C’è un aspetto finora non scandagliato della Brexit: l’impatto sulla sicurezza Ue e sulla sicurezza del nostro Paese. L’ambasciatore inglese in Italia Jill Morris ha voluto rassicurare i giornalisti italiani in diretta live su Facebook che i rapporti con l’Italia continueranno ad essere ottimi nei vari campi e anche in materia di sicurezza. Perché la Gran Bretagna pur uscendo dalla Ue fa sempre parte dell’Europa. Fianco a fianco anche nelle istituzioni multilaterali come la Nato. La Gran Bretagna - ha sottolineato Morrison - si sta predisponendo a negoziati con la Ue, ma in ogni caso il “periodo di transizione terminerà il 31 dicembre 2020”. Questa finestra di undici mesi permetterà quindi di stringere protocolli che riguardano i vari campi di collaborazione e quindi anche la sicurezza e i rapporti tra strutture di intelligence bilaterali ed europee nel loro complesso, che “gestiscano” il futuro.

_Consegna_
Per favore, riprendi il brano sulla Brexit e la sicurezza e proseguilo dopo la sua ultima frase. L'elenco qui sotto non ha alcun ruolo in questo lavoro.

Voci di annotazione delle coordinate
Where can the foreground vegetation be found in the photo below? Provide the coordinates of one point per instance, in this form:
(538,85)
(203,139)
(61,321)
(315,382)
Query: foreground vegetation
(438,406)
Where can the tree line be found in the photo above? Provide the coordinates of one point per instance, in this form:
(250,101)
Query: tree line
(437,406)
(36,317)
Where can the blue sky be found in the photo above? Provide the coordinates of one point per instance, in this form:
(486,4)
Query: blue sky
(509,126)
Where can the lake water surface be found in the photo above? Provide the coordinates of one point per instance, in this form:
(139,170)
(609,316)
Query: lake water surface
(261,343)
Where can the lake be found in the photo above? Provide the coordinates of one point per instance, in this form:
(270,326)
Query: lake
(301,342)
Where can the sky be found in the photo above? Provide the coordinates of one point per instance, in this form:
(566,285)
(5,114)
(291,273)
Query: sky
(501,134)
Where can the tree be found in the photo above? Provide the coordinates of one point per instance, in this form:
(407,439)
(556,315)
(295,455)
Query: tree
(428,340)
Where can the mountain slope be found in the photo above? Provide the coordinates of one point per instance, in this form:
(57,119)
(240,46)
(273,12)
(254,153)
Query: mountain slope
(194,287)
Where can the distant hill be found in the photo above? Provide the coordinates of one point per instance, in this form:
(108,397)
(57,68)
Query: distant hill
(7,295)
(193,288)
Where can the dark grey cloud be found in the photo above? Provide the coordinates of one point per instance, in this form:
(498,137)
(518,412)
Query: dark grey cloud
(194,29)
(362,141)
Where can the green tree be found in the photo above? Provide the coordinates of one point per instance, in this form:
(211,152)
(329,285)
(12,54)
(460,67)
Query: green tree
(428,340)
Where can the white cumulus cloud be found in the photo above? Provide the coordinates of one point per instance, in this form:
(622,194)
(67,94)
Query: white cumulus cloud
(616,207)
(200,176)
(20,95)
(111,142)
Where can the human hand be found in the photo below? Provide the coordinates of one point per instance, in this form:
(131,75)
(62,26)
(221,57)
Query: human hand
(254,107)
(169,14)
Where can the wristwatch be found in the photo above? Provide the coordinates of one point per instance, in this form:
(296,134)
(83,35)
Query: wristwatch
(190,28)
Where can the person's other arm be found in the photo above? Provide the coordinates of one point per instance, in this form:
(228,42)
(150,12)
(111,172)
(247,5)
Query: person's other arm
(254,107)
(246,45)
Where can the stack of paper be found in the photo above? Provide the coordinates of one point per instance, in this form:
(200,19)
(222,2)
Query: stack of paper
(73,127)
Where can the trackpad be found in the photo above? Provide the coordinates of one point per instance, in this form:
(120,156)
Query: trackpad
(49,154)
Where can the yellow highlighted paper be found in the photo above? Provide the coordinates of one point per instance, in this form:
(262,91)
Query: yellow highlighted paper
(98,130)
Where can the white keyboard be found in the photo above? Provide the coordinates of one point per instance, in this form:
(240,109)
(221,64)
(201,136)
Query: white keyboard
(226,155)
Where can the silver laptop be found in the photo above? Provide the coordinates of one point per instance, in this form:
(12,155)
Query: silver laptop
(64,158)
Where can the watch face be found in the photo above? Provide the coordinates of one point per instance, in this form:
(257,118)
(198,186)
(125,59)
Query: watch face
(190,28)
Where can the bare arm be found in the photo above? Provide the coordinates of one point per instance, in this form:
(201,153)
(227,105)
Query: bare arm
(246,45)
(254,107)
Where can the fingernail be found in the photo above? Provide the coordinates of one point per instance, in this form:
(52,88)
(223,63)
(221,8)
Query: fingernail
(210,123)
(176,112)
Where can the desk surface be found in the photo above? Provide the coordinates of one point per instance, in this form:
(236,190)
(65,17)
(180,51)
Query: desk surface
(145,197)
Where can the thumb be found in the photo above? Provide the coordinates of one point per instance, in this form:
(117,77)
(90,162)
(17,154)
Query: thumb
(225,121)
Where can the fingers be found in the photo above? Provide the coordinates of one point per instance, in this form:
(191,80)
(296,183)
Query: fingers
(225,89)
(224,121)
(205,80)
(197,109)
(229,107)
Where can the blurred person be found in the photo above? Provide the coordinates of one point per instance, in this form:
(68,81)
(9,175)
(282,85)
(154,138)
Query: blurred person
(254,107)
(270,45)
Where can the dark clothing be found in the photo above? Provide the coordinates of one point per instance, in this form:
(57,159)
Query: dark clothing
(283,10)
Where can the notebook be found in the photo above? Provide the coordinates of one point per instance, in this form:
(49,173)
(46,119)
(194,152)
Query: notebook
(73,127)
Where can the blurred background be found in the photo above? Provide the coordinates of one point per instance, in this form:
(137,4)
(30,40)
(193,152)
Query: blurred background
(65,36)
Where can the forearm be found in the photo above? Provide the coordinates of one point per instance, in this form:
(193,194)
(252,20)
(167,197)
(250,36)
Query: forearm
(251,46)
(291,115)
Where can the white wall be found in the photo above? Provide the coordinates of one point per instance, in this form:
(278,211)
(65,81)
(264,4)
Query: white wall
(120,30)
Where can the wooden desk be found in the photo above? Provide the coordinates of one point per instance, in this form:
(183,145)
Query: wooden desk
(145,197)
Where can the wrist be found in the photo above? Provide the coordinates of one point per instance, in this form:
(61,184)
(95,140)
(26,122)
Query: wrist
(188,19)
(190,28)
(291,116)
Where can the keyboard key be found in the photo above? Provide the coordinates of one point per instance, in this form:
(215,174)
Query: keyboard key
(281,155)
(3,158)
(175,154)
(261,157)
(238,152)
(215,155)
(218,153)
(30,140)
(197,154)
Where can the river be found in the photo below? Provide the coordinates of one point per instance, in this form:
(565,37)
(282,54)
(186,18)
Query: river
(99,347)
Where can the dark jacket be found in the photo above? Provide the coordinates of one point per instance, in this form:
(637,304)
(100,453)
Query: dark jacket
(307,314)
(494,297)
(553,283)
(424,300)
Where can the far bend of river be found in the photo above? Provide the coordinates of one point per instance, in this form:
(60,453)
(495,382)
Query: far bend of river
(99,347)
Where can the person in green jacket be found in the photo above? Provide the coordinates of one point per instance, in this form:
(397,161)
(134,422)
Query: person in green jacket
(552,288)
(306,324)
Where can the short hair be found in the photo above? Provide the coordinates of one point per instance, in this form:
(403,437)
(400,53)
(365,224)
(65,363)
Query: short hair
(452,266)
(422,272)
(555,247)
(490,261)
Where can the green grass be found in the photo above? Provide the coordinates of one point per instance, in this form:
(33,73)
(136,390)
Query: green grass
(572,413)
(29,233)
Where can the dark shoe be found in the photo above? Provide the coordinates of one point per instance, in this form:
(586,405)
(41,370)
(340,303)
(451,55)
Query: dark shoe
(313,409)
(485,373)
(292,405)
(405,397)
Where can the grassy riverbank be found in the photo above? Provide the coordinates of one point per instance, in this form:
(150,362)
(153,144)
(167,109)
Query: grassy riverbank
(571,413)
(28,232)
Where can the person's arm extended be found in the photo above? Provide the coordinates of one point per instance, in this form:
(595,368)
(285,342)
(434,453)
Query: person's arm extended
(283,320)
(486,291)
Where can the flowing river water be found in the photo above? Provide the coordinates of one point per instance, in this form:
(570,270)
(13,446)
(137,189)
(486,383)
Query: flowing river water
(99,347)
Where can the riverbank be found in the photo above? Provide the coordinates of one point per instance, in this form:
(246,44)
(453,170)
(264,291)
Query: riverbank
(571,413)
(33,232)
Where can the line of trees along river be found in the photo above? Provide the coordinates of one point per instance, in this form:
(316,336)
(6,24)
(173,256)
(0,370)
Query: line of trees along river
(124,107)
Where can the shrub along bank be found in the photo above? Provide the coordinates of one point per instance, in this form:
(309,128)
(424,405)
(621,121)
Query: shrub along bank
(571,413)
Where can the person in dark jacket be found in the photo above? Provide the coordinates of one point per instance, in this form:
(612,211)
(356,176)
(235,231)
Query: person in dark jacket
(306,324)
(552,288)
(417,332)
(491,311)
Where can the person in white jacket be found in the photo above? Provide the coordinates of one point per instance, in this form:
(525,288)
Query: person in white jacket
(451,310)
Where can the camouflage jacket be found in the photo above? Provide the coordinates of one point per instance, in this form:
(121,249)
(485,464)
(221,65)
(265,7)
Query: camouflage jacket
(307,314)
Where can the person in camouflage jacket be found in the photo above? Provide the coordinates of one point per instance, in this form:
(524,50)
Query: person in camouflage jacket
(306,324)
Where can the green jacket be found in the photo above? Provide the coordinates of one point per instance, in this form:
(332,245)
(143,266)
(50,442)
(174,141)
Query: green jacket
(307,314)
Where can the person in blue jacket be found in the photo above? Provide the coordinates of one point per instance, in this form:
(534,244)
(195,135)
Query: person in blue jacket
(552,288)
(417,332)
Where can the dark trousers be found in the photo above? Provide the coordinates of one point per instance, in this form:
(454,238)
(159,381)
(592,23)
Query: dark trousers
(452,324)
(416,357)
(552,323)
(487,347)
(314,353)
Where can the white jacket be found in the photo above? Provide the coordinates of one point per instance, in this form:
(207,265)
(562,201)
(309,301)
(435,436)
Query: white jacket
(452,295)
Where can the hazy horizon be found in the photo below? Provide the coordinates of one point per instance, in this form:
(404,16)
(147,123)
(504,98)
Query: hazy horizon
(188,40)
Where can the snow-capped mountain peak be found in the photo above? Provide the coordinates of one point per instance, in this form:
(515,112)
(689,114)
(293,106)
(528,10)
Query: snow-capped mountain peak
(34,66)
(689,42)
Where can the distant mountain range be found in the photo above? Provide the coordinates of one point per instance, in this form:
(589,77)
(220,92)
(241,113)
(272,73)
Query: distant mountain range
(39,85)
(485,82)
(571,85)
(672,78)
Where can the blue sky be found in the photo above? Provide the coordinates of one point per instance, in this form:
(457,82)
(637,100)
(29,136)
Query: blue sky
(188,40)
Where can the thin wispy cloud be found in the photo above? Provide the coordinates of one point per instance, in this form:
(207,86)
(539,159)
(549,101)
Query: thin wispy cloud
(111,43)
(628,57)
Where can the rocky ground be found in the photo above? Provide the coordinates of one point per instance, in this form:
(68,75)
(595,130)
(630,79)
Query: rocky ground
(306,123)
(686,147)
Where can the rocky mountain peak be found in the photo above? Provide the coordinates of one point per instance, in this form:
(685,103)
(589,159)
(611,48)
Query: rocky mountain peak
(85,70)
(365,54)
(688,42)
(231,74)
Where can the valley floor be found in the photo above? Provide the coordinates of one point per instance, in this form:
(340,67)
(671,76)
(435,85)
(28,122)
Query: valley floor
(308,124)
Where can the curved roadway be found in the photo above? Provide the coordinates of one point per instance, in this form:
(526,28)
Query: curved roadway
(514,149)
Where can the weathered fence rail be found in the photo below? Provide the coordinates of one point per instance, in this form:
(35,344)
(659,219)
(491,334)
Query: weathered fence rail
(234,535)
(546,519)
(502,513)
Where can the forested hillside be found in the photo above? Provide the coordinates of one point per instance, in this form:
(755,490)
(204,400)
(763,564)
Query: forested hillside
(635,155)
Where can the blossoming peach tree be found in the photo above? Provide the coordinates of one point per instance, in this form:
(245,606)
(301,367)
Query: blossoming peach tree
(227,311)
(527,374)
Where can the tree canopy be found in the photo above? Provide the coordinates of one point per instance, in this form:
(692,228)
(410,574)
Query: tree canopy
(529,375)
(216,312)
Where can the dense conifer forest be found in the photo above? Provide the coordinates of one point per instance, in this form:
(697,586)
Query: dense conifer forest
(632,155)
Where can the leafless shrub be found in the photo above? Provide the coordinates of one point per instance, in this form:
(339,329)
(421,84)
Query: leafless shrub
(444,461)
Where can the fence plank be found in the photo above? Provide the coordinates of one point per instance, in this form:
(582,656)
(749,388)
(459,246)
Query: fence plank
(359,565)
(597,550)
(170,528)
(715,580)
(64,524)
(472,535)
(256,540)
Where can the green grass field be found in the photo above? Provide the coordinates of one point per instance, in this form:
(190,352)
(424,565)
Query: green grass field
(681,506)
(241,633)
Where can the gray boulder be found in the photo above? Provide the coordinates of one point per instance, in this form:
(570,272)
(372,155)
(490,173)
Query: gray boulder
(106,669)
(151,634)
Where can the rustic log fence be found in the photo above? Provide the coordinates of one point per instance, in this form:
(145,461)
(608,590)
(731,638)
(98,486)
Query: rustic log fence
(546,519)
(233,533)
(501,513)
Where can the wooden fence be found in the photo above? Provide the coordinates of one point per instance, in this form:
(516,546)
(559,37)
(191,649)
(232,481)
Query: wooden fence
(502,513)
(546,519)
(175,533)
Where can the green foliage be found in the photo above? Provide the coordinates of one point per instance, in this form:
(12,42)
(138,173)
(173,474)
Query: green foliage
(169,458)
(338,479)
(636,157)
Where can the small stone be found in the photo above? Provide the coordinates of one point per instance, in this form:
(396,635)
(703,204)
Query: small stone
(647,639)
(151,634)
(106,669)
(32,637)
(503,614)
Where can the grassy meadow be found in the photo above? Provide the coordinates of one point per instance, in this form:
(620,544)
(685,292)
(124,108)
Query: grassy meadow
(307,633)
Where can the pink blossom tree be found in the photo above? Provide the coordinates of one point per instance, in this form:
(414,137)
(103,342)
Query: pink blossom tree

_Risultato_
Il professor Neil Renwick, Coventry University, UK - commentando un libro (“European Security in a Post-Brexit World”) uscito nel novembre 2019 , scritto da due studiosi italiani Stefania Paladini e Ignazio Castellani che lavorano in UK - ha sostenuto che “superficialmente Brexit sembra abbastanza semplice; ma se si scava solo un po’ più a fondo le complessità sono rapidamente evidenti. Ciò è particolarmente vero per il settore della sicurezza”.

Gli elementi altamente complessi e molto spesso “sfumati” sono relativi al framework legale e alle varie tipologie di agenzie dei settori dell’intelligence/forze dell’ordine (tra cui Europol), e al sistema di condivisione delle informazioni.
L’ Economist (30 gennaio 2020) riferisce che secondo il governo inglese l’uscita dall’Ue porterà una nuova relazione privilegiata tra UK e Stati Uniti . Ma questo comporta dei rischi, secondo l’autorevole settimanale, anche per la stessa Gran Bretagna. Soprattutto dopo la decisione del primo ministro Boris Johnson di permettere, proprio tre giorni prima della Brexit (28 gennaio) l’acquisto di servizi 5G della cinese Huawei, nonostante il monito del Segretario di Stato americano Mike Pompeo contro questo fatto che“permetterà alla Cina di controllare internet” e “metterà a rischio la condivisione dei dati intelligence dei paesi”.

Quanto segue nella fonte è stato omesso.